# START OF RECORDS SUPPLIED
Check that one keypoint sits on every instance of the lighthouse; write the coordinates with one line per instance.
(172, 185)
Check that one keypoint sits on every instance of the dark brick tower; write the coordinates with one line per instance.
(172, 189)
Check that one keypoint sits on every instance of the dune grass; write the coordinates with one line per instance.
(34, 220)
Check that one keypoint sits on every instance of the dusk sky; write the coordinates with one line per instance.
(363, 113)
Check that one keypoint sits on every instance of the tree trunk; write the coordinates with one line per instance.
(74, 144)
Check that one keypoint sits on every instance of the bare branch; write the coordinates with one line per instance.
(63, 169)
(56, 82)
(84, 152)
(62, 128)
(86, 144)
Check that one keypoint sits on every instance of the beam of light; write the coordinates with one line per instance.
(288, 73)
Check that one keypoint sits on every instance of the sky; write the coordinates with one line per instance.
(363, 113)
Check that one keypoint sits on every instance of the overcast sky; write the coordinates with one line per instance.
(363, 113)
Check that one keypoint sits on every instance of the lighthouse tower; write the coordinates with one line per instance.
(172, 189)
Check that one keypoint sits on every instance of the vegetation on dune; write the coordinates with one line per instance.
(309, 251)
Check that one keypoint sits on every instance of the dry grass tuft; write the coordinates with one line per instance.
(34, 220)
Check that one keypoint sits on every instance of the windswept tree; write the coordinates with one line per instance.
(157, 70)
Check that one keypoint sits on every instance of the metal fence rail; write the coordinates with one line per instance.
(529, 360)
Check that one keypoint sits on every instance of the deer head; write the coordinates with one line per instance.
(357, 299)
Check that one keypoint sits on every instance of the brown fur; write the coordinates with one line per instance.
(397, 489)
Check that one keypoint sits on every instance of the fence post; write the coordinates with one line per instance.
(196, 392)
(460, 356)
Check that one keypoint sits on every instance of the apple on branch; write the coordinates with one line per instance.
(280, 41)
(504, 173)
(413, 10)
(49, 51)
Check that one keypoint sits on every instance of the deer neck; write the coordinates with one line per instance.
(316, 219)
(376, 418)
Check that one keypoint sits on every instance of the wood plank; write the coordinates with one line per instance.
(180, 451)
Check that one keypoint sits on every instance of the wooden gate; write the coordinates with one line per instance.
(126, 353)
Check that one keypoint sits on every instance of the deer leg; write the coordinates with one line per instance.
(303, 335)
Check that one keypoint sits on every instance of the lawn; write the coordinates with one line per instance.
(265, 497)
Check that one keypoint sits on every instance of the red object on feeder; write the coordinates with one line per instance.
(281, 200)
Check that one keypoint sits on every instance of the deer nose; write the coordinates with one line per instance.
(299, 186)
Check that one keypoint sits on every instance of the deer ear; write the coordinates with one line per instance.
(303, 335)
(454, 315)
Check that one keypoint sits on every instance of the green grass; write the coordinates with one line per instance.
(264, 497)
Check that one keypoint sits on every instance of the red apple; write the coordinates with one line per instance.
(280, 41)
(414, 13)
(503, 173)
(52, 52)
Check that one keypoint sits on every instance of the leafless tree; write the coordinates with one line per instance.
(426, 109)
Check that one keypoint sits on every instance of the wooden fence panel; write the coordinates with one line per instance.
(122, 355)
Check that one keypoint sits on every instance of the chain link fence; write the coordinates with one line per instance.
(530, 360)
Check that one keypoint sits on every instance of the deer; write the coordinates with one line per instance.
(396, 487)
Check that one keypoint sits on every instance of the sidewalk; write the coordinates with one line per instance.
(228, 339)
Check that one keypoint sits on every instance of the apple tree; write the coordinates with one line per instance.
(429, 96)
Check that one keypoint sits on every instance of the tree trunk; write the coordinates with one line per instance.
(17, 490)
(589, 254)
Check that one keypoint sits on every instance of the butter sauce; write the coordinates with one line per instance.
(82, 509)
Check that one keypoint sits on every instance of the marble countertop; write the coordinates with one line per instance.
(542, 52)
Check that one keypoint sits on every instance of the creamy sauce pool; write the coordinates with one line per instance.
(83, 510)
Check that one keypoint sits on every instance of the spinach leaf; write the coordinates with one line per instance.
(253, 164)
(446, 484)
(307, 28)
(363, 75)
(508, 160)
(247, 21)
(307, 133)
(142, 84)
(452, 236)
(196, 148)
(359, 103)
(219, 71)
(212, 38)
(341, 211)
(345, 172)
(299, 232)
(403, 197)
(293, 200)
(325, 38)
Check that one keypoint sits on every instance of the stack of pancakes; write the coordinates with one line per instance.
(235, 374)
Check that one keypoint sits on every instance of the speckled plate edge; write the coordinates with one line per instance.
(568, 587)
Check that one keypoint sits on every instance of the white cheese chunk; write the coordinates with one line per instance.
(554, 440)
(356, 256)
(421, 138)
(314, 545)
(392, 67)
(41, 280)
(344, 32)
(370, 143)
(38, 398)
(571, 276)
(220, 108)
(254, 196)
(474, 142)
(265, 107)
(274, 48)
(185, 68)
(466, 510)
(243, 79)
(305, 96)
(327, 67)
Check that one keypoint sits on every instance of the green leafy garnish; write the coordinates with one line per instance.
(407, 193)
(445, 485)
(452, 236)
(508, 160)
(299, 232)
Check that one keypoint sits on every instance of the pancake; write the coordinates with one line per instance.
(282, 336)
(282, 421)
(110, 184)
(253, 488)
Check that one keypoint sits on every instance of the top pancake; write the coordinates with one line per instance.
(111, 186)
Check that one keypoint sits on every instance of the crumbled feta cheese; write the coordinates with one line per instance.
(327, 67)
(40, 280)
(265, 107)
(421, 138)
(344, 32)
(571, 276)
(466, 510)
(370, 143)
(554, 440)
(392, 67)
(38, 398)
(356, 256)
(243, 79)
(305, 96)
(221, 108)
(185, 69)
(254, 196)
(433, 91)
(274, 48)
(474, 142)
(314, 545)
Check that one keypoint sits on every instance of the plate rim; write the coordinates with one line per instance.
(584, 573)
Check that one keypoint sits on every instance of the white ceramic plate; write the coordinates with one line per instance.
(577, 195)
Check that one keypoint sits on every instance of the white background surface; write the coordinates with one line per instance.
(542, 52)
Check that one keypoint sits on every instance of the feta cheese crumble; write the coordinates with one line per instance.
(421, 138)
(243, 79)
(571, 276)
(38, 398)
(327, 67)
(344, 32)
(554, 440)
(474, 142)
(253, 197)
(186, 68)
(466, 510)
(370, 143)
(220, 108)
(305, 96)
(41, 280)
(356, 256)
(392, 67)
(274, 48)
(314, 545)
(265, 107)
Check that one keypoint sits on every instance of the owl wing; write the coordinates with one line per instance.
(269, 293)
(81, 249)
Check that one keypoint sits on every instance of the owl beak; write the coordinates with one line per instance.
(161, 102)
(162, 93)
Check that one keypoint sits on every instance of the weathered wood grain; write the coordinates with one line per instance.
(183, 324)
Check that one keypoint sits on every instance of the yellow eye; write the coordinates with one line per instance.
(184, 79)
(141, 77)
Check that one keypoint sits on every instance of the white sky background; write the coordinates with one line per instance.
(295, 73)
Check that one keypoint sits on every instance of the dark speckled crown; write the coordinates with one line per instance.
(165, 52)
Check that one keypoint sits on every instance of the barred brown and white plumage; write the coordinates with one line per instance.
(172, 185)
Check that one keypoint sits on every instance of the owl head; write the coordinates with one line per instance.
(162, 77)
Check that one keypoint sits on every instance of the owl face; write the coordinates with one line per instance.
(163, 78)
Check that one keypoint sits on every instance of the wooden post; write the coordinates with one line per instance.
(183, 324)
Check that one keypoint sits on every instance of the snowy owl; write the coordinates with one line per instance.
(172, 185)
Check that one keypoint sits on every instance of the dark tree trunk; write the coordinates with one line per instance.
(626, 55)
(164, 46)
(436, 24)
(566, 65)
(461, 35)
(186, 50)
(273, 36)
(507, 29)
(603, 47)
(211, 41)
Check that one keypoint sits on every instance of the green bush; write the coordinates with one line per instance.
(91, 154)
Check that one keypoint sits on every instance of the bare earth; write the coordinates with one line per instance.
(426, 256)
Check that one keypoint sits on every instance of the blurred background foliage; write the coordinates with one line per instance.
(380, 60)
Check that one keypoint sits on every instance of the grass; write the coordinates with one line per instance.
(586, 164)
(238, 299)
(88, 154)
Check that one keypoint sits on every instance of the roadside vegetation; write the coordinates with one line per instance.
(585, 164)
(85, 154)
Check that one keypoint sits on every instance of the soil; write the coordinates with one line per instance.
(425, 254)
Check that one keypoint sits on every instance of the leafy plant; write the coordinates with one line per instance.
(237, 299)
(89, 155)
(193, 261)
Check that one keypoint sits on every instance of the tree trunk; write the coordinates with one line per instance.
# END OF RECORDS SUPPLIED
PROBLEM DETAILS
Rewrite the rows as a JSON list of strings, one string per line and no blank lines, running from the line with "the owl face;" through the last line of the rows.

EXPECTED OUTPUT
[
  "Check that one keypoint sits on every instance of the owl face; write the coordinates with one line per instance.",
  "(163, 78)",
  "Check that one keypoint sits on every instance of the wooden post; write the coordinates with one line per instance.",
  "(183, 324)",
  "Check that one keypoint sits on every instance of the snowy owl; write the coordinates with one line per instance.",
  "(172, 185)",
  "Check that one keypoint sits on every instance of the dark tree trunk; write the coordinates with one line per instance.",
  "(626, 55)",
  "(164, 46)",
  "(436, 24)",
  "(566, 65)",
  "(461, 35)",
  "(186, 50)",
  "(273, 36)",
  "(507, 29)",
  "(603, 47)",
  "(211, 41)",
  "Check that one keypoint sits on every instance of the green bush; write the coordinates with one line per instance.",
  "(91, 154)",
  "Check that one keypoint sits on every instance of the bare earth; write the coordinates with one line per instance.",
  "(426, 256)",
  "Check that one keypoint sits on every instance of the blurred background foliage; write the coordinates with one line per instance.",
  "(380, 60)",
  "Check that one keypoint sits on every instance of the grass; write the coordinates with one line per instance.",
  "(586, 164)",
  "(238, 299)",
  "(88, 154)",
  "Check that one keypoint sits on every instance of the roadside vegetation; write the coordinates with one line per instance.",
  "(585, 164)",
  "(85, 154)",
  "Check that one keypoint sits on every instance of the soil; write the coordinates with one line per instance.",
  "(425, 254)",
  "Check that one keypoint sits on every instance of the leafy plant; write the coordinates with one line per instance.",
  "(237, 299)",
  "(89, 155)",
  "(193, 261)",
  "Check that one keypoint sits on every instance of the tree trunk; write the coordinates with one line per instance."
]